TEXT EXTRACT:
_ _ _

IBM’s head honcho, Ginni Rometty, welcomes Australia’s Woodside Energy to the quantum computing fold through a partnership to harness the technology to shore up cyber security and plant operations

Enterprises will need to start preparing for the dawn of quantum computing, which is expected to be deployed in production systems within two to three years, said IBM chairman, president and CEO Ginni Rometty during a visit to Australia.

For a while now, IBM has been championing the use of quantum computing to pave the way for future scientific discoveries, vast improvements in optimising supply chains, and new ways to model financial data to make better investments.

One company to join the quantum computing fray is Woodside Energy, the first Australian firm to sign up for IBM’s global quantum computing network. It believes quantum computing, along with artificial intelligence (AI), will underpin the “plant of the future” which essentially runs itself.

_ _ _

TASK INSTRUCTIONS:
(1) In the IBM quantum computing text, which company is the first Australian firm to join IBM's global quantum computing network?
(2) Write out the stretch from "For a while" through "essentially runs itself." in the IBM quantum computing text again, switching "supply chains" to "logistics networks".

ENTRIES SHOWN:
_ _ _

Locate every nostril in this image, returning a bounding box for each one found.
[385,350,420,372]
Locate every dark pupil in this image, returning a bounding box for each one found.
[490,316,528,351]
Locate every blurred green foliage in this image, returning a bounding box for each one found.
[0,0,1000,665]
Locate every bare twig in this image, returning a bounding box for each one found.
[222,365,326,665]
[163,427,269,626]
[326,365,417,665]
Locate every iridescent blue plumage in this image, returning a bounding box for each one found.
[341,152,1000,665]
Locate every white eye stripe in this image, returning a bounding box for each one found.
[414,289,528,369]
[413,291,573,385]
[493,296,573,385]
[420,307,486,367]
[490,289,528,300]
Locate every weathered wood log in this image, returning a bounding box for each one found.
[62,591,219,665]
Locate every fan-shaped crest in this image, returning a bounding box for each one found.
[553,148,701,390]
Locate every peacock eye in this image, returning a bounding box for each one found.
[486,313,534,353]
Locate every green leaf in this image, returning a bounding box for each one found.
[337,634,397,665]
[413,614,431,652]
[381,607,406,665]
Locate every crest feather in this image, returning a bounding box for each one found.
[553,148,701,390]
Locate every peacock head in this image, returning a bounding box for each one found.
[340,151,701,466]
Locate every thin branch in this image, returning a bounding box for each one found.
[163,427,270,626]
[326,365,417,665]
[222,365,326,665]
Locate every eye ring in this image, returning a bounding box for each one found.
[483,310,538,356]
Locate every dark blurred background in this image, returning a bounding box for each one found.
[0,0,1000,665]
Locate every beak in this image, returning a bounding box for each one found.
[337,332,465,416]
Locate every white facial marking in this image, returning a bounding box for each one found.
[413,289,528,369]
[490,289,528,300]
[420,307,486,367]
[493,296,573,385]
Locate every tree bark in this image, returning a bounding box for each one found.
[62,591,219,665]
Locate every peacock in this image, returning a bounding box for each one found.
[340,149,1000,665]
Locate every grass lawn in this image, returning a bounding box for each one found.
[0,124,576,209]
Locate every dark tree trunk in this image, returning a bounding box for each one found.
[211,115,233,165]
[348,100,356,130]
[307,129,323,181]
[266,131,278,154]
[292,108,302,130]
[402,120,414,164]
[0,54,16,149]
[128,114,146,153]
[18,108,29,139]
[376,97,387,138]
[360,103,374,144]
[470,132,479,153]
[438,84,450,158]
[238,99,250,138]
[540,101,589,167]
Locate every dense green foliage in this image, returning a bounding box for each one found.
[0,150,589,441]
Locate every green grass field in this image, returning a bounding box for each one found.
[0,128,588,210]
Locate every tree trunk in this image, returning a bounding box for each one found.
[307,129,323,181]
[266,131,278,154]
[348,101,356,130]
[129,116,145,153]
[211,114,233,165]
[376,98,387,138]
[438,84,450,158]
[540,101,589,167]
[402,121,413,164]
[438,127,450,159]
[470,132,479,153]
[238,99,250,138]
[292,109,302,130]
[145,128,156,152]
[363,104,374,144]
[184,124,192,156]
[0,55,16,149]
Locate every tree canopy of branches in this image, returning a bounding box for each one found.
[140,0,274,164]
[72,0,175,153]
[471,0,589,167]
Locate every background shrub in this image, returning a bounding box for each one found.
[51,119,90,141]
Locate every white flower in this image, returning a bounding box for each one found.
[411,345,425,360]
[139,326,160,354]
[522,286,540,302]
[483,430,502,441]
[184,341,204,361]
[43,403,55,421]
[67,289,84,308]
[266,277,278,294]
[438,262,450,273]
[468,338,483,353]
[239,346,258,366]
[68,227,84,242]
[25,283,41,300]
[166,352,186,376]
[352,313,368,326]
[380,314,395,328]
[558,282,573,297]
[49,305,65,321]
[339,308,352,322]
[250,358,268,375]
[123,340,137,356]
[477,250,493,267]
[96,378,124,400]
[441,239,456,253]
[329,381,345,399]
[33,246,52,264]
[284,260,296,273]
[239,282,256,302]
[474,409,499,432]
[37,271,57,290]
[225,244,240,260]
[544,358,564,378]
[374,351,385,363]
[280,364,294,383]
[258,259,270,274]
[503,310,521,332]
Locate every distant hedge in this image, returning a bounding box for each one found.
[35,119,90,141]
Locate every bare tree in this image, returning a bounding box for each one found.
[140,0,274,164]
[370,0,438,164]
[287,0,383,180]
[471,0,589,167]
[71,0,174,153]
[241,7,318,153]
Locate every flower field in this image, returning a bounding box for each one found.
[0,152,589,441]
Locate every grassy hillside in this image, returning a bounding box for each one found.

_ _ _

THE ANSWERS:
(1) Woodside Energy

(2)
For a while now, IBM has been championing the use of quantum computing to pave the way for future scientific discoveries, vast improvements in optimising logistics networks, and new ways to model financial data to make better investments.

One company to join the quantum computing fray is Woodside Energy, the first Australian firm to sign up for IBM’s global quantum computing network. It believes quantum computing, along with artificial intelligence (AI), will underpin the “plant of the future” which essentially runs itself.